AIM OF THE EXERCISE:
Of all the lines in the records below, copy only those that contain the string "photo".

Data excerpts
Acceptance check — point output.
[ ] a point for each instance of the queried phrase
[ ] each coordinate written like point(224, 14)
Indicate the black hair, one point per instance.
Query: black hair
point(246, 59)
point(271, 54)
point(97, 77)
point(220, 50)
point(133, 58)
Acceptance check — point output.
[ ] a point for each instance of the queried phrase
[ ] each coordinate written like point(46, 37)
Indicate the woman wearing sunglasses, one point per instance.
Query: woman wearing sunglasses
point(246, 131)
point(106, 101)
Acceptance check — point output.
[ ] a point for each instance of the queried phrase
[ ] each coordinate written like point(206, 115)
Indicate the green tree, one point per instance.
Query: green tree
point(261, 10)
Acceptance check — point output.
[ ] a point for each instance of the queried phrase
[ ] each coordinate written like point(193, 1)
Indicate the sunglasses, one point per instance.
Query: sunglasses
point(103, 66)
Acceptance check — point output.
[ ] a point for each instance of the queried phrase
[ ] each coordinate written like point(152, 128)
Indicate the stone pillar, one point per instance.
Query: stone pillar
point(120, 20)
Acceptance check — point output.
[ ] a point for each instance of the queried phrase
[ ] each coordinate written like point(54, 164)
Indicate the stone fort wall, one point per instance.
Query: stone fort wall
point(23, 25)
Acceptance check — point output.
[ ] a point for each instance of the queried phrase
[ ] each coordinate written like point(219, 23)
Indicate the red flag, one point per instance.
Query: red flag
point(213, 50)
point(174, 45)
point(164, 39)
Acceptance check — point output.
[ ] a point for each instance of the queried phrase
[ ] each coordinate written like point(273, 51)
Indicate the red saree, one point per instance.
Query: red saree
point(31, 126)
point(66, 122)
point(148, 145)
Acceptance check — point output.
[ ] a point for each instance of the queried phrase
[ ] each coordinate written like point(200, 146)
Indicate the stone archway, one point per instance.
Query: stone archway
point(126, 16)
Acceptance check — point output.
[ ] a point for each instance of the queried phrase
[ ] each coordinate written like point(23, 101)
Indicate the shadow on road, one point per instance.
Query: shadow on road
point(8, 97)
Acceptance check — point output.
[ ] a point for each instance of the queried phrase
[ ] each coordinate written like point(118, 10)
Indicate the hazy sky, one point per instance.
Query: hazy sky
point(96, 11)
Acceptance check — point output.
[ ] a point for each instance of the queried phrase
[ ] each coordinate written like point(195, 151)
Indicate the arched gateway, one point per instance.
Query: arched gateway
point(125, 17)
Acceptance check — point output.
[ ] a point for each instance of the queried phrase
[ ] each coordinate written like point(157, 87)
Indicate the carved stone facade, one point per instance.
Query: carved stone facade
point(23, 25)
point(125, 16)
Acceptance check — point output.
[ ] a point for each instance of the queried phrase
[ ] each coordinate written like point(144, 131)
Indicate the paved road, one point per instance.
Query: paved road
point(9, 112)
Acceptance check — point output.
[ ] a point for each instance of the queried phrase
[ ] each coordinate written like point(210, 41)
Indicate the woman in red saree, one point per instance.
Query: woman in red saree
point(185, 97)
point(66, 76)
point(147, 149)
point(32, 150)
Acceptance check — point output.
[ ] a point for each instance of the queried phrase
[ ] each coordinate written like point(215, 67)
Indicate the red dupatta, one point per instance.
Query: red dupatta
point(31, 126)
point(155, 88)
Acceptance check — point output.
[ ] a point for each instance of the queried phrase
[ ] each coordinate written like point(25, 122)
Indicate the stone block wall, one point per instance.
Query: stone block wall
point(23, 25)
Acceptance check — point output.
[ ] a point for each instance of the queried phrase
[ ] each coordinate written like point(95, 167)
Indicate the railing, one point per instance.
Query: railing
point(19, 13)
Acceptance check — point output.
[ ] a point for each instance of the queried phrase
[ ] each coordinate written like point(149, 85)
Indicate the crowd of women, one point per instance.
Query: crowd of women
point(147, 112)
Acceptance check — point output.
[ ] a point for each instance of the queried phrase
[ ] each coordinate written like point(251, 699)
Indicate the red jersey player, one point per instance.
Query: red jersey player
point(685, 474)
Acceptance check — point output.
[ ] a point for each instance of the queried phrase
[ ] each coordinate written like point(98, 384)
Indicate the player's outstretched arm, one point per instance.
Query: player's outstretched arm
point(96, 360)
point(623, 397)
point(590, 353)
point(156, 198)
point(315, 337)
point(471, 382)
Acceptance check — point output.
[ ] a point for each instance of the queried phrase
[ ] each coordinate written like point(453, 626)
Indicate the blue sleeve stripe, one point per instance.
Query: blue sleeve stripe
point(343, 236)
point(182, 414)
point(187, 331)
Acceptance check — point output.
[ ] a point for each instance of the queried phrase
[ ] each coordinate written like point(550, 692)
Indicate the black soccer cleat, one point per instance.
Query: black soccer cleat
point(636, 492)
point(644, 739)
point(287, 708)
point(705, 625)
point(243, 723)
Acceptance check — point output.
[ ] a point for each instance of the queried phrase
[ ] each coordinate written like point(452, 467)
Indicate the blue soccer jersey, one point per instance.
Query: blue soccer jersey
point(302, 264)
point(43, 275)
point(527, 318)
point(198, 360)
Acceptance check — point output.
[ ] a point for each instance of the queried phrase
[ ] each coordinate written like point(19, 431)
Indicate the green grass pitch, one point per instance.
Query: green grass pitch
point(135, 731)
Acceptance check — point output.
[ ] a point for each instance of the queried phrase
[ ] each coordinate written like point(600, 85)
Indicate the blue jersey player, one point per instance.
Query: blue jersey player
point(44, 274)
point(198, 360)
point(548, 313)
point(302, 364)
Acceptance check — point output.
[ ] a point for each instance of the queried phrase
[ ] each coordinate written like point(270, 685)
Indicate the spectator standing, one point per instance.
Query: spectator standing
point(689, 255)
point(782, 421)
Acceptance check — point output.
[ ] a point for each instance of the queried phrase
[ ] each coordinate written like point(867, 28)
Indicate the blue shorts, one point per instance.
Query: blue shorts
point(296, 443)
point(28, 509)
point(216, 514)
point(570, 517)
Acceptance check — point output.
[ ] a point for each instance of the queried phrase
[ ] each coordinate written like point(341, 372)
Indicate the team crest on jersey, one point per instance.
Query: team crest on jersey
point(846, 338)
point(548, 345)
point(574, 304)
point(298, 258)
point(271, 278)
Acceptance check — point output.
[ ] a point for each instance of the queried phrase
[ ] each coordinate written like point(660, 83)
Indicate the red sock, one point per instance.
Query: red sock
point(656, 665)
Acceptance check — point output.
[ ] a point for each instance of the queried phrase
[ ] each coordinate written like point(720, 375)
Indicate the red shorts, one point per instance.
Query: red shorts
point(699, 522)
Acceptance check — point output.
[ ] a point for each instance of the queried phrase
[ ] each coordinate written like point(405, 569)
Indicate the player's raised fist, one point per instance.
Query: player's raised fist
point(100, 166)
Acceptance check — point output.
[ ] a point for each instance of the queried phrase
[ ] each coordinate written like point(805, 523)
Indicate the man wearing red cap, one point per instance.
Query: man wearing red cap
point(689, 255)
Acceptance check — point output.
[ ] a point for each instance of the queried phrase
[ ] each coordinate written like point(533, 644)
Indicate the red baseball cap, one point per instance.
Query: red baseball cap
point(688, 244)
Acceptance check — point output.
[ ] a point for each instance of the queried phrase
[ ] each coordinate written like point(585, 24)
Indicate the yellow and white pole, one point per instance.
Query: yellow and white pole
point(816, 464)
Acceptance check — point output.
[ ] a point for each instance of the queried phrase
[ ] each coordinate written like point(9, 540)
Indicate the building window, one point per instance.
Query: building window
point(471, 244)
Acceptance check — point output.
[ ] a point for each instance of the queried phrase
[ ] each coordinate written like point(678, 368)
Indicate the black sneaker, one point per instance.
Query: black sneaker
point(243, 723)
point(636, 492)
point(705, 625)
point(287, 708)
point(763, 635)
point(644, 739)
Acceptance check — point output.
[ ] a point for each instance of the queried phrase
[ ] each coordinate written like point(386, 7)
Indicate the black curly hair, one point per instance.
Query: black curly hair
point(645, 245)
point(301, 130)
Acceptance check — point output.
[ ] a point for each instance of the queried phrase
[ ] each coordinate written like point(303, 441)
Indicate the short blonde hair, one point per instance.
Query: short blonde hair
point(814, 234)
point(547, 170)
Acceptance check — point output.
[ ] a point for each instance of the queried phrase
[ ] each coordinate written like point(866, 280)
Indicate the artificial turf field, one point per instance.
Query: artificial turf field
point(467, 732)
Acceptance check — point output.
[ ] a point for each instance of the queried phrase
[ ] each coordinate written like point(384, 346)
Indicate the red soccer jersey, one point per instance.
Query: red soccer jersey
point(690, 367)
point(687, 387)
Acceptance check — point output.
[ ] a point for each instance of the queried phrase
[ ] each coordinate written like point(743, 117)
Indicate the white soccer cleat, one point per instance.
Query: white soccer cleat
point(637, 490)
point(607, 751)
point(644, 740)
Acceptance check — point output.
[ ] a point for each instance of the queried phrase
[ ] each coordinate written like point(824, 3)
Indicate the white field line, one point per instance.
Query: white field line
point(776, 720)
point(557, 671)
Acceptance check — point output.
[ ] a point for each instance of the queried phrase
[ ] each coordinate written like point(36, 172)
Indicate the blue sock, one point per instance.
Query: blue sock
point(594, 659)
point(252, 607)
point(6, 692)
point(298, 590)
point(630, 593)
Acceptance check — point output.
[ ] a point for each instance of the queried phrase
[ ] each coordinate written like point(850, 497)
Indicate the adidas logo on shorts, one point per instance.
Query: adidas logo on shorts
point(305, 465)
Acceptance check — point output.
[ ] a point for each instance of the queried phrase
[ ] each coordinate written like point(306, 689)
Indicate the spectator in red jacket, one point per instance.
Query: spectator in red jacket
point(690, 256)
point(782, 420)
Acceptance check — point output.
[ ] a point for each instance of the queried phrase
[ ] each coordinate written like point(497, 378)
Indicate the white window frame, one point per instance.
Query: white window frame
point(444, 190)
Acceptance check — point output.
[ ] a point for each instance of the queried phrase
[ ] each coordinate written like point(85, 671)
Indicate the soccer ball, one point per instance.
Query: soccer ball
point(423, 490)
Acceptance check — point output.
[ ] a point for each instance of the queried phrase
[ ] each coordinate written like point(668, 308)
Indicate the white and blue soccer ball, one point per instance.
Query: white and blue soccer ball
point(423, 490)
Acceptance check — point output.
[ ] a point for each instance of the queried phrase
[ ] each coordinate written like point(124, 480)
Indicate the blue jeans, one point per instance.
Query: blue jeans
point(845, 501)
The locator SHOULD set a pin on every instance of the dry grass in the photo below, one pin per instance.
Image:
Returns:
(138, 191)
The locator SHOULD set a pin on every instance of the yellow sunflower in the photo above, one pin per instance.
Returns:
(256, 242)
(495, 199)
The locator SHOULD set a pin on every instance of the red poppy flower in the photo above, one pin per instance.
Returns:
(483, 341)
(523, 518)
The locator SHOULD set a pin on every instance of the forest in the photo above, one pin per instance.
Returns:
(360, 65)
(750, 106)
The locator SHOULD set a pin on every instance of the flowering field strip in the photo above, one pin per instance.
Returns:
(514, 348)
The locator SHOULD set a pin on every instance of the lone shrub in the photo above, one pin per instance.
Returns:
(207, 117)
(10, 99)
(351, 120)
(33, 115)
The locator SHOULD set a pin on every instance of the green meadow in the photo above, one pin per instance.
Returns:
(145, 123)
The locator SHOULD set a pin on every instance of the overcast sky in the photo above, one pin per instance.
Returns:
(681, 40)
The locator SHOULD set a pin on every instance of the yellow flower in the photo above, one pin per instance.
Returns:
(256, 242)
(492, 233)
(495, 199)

RESULT OF THIS TASK:
The locator SHOULD set a pin on every instance of the dry grass in the photo below, one pin per instance.
The locator SHOULD set a pin on every instance of the yellow sunflower in the photo above, one pin per instance.
The locator SHOULD set a pin on every instance of the red poppy flower in the photo above, one pin per instance.
The locator SHOULD set a pin on every instance of the forest in the photo above, one pin per instance.
The locator SHOULD set a pin on every instance of the flowering field strip in the photo above, one pin per instance.
The locator SHOULD set a pin on every instance of the lone shrub in the photo above, one pin per instance.
The locator SHOULD set a pin on every instance of the green meadow in the photo above, one pin per instance.
The locator SHOULD set a pin on every instance of the overcast sky in the photo above, one pin per instance.
The locator SHOULD set a pin on every instance of the yellow flower in the photo above, one pin per instance.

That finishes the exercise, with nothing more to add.